> [Exercise prompt]: Pull each line containing "pedestal" from the data.

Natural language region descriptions
- - -
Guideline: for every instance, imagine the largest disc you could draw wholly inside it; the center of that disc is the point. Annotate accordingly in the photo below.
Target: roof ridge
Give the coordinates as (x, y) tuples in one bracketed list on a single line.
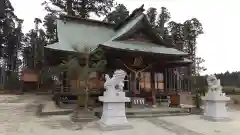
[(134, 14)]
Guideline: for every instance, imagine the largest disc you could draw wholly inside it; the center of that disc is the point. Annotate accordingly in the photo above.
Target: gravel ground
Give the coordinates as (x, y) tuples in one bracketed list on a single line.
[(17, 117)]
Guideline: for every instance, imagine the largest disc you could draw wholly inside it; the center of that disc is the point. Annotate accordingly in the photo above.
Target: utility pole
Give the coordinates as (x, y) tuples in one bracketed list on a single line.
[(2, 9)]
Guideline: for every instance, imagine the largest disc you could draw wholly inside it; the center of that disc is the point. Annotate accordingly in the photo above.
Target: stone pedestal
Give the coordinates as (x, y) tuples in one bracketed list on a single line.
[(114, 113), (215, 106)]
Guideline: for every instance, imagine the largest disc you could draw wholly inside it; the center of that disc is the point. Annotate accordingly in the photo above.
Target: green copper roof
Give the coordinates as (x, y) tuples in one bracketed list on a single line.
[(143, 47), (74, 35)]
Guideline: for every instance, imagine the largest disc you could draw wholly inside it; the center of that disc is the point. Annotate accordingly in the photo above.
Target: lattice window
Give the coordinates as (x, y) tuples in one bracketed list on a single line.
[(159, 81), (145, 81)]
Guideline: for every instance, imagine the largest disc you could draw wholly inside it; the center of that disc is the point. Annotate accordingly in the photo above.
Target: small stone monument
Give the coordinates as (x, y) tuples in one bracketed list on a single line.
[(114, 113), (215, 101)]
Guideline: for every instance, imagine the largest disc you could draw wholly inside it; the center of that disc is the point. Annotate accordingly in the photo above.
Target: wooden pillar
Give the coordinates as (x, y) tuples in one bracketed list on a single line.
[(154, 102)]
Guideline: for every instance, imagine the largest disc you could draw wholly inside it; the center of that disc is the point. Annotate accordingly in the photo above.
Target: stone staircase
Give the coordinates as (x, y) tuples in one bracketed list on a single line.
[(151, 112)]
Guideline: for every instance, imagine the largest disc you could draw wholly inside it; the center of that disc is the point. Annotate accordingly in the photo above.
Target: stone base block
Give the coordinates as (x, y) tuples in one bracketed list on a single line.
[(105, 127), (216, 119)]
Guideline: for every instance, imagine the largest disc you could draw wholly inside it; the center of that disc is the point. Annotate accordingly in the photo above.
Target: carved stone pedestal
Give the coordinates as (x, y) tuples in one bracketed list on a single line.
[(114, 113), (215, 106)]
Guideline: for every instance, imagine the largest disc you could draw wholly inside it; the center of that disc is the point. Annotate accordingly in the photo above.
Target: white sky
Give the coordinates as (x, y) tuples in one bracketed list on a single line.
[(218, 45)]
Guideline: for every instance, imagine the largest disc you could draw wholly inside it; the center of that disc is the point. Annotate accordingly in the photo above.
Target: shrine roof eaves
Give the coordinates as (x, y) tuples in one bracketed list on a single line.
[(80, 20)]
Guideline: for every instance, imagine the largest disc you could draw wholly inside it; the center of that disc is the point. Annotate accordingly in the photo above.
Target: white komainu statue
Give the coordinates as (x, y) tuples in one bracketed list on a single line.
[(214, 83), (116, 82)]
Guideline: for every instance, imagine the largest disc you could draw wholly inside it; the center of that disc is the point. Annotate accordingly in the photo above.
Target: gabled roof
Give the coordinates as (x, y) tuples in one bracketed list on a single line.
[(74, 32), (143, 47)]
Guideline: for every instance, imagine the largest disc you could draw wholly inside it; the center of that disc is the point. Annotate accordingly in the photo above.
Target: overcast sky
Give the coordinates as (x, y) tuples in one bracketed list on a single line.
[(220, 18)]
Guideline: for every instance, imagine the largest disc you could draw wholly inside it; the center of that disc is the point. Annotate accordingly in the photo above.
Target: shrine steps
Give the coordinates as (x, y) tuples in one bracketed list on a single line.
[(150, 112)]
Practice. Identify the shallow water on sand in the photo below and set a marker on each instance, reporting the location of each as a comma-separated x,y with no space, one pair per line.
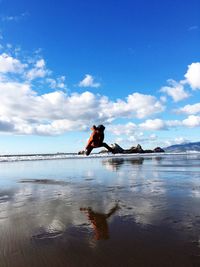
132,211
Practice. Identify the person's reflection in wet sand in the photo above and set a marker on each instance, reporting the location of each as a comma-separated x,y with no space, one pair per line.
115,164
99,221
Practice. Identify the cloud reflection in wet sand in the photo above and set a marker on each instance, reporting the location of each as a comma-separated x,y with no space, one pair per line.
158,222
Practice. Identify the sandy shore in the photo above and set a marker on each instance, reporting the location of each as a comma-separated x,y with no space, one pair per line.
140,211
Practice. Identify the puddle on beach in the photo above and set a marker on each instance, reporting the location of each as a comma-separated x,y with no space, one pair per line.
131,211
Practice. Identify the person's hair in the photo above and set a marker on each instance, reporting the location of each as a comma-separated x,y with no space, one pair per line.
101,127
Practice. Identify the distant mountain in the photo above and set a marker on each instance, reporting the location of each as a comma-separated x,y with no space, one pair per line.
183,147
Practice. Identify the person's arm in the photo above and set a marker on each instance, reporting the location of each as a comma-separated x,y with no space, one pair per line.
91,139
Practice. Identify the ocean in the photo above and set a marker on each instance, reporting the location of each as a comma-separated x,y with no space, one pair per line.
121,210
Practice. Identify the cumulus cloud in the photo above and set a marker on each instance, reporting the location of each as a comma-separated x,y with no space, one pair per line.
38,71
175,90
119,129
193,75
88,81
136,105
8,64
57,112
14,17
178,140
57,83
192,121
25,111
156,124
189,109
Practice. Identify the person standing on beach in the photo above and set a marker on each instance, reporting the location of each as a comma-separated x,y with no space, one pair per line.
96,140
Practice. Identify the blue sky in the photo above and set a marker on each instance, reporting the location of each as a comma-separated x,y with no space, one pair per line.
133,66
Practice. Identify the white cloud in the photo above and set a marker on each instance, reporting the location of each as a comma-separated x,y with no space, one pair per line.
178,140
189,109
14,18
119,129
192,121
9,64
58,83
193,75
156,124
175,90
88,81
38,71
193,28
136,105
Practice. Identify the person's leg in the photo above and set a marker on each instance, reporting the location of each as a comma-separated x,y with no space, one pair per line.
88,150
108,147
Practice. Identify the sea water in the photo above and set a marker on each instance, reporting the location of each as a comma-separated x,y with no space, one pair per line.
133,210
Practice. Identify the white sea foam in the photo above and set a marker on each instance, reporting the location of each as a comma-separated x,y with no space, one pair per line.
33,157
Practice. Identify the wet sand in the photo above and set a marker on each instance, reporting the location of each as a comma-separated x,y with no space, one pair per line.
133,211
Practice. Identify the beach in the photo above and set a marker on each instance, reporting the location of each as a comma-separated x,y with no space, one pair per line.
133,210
- - -
> [Response to this exercise]:
Target: stone pedestal
Target: carved stone pedestal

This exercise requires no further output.